> [TASK REQUIREMENTS] Reproduce the rows below, substituting "inventory audit" for every occurrence of "shelf-compliance record" and leaving everything else unchanged.

> [GIVEN RECORDS]

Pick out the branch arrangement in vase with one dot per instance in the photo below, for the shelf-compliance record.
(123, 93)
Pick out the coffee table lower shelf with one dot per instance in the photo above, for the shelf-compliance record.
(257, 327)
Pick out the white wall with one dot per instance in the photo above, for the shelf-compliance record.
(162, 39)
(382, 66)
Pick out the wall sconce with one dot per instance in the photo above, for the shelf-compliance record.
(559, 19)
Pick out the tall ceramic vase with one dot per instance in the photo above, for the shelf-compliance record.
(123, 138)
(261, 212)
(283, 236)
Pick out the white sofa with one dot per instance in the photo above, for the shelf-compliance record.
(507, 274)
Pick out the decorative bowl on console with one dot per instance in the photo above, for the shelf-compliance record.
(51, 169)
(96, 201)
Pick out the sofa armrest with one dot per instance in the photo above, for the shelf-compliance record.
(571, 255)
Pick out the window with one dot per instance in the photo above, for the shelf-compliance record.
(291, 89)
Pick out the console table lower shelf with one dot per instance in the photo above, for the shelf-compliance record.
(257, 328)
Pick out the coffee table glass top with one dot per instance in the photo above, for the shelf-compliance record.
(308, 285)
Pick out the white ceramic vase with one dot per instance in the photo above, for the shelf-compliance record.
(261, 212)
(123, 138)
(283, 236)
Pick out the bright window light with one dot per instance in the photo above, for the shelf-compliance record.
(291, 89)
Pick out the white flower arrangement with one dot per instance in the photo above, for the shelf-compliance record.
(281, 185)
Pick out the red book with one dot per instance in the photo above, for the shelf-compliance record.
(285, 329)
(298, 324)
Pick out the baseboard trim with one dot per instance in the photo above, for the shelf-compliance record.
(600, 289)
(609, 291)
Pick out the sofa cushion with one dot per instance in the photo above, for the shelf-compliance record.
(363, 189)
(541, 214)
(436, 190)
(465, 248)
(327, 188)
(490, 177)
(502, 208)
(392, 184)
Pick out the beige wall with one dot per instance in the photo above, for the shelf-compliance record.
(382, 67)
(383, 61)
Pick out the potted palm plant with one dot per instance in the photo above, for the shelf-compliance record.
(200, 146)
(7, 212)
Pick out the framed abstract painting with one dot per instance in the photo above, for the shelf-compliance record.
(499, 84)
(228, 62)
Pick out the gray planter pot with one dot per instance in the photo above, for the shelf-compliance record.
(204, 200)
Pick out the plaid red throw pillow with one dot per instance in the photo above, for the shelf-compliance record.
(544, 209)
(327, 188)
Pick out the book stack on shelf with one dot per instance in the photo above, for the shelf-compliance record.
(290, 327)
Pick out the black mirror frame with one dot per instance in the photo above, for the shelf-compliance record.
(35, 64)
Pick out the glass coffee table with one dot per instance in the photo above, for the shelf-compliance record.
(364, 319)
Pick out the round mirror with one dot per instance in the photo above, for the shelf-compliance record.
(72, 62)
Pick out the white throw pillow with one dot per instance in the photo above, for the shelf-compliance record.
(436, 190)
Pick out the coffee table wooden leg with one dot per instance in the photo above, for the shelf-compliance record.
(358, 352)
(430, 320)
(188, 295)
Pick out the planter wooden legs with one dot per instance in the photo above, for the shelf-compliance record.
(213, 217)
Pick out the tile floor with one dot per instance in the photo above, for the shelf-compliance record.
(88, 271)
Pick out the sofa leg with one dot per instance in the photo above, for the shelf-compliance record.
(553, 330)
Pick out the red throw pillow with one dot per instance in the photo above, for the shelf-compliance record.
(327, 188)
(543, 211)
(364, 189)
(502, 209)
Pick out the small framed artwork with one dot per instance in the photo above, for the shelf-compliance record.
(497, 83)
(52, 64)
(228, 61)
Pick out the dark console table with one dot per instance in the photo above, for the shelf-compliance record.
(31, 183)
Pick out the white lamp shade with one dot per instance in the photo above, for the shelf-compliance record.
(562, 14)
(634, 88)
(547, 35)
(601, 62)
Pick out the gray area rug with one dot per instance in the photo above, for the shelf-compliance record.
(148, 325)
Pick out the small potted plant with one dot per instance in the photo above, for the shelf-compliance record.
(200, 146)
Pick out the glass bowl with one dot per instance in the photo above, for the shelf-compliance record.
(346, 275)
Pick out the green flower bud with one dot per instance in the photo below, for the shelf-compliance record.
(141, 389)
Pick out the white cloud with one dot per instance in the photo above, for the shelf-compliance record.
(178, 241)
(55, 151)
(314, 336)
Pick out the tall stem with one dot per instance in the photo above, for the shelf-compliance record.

> [FINAL ANSWER]
Pick out the branch arrangement in vase with one dot per instance in the photo below, for the inventory audit.
(123, 93)
Pick out the coffee table lower shelf with one dot per instance in the photo above, for the inventory audit.
(257, 327)
Pick out the white wall with one dot per instance in the photo above, for the inventory audit.
(162, 39)
(382, 66)
Pick out the wall sconce with one dot per instance in the photo above, for the inventory audit.
(559, 19)
Pick out the tall ceramic vase with one dot per instance in the photo above, for the inventory audit.
(123, 138)
(261, 212)
(283, 236)
Pick out the white sofa with one dot per instance in the photo above, for the inventory audit.
(507, 274)
Pick out the decorative bowl on console with one dot per instance in the photo above, for the inventory audit.
(51, 169)
(96, 201)
Pick out the sofa armrest with one dot per instance in the photo above, for the inventory audit.
(571, 255)
Pick out the window with one dot per instance in the photo above, for the inventory audit.
(291, 89)
Pick out the console table lower shelf with one dot per instance in the photo above, for the inventory audit.
(257, 328)
Pick out the coffee table glass top with one dot per instance in the photo above, for the inventory audit.
(308, 285)
Pick out the white ceramic vase with one dot per instance in the photo above, for the inventory audit.
(261, 212)
(123, 138)
(283, 236)
Pick out the bright window light with one dot per instance in the photo above, for the inventory audit.
(291, 89)
Pick out the white flower arrangement with one dot per instance in the photo above, for the inventory audit.
(281, 185)
Pick out the red book with one dot per instance in the photo above, for the inventory audit.
(285, 329)
(298, 324)
Pick out the baseboard trim with one dot per instance in the photo above, for the inventory audit.
(600, 289)
(609, 291)
Pick out the sofa cushion with one dot per instance in the photo above, for the inventory audit.
(363, 189)
(541, 214)
(436, 190)
(465, 248)
(327, 188)
(490, 177)
(502, 208)
(392, 184)
Pick out the beige wall with one dot per instance in the photo above, for the inventory audit.
(382, 67)
(383, 61)
Pick out the potted palm plant with one dot per instance in the photo above, for the inventory audit.
(200, 146)
(7, 212)
Pick out the framed abstract painting with one dot per instance in the photo above, for the inventory audit.
(499, 84)
(228, 62)
Pick out the gray planter pot with one dot per instance in the photo above, for the inventory audit.
(204, 200)
Pick out the plaid red throw pillow with one dot per instance in the photo above, for the inventory audit.
(544, 209)
(327, 188)
Pick out the book stack on shelf with one dot per instance in the photo above, for the inventory audit.
(290, 327)
Pick out the black mirror frame with one dot per instance in the photo above, for the inventory audit.
(35, 64)
Pick out the glass coffee table with one dot per instance in the photo above, for the inventory audit.
(364, 319)
Pick out the round mirror with one dot per instance in the photo above, for the inventory audit.
(72, 62)
Pick out the white throw pillow with one dot per instance in the photo above, for the inventory audit.
(436, 190)
Pick out the coffee table wooden leg with one dot per instance in the photo above, for the inventory audit.
(358, 352)
(430, 320)
(188, 295)
Pick out the planter wooden legs with one dot per instance in the photo above, for the inventory audit.
(213, 217)
Pick out the tile floor with one dot per instance in the photo above, for the inventory audit.
(88, 271)
Pick out the sofa leg with one dot per instance in the photo above, for the inventory audit.
(553, 330)
Pick out the red throw pillow with one dot per instance in the photo above, for the inventory audit.
(327, 188)
(543, 211)
(364, 189)
(502, 209)
Pick out the small framed artwork with one dot per instance in the photo above, for the inventory audit.
(497, 83)
(52, 64)
(228, 61)
Pick out the dark console table with one dot per instance in the photo above, for the inventory audit.
(31, 183)
Pick out the white lamp shade with one dot per instance in the photo above, for the inventory audit.
(562, 14)
(634, 88)
(547, 35)
(601, 62)
Pick out the gray area rug with one dot per instance in the photo above, for the inventory audit.
(148, 325)
Pick out the small potted plant with one dot per instance in the photo above, for the inventory audit.
(200, 146)
Pick out the glass bowl with one dot per instance in the photo above, for the inventory audit.
(346, 275)
Pick out the green flower bud with one dot per instance in the photo below, for the inventory audit.
(141, 389)
Pick out the white cloud with one dot per instance in the photo above, for the inventory audit.
(178, 241)
(55, 151)
(314, 336)
Pick out the tall stem with one dot per instance in the photo above, for the inventory audit.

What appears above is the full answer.